* [AIM OF THE EXERCISE]
Substitute "occurrence" for every "instance" in the entries below, leaving everything else unchanged. Omit the pictures from your answer.

::: DATA SHOWN

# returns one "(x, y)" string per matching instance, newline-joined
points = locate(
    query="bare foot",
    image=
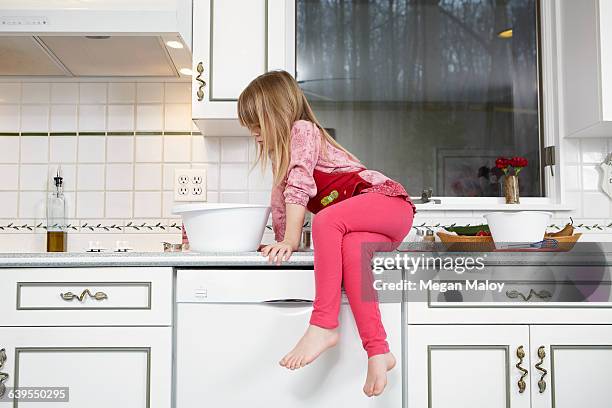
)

::::::

* [RESPONSE]
# returns one "(x, y)" string per matching occurrence, newline-joined
points = locate(
    query="bare foot",
    image=
)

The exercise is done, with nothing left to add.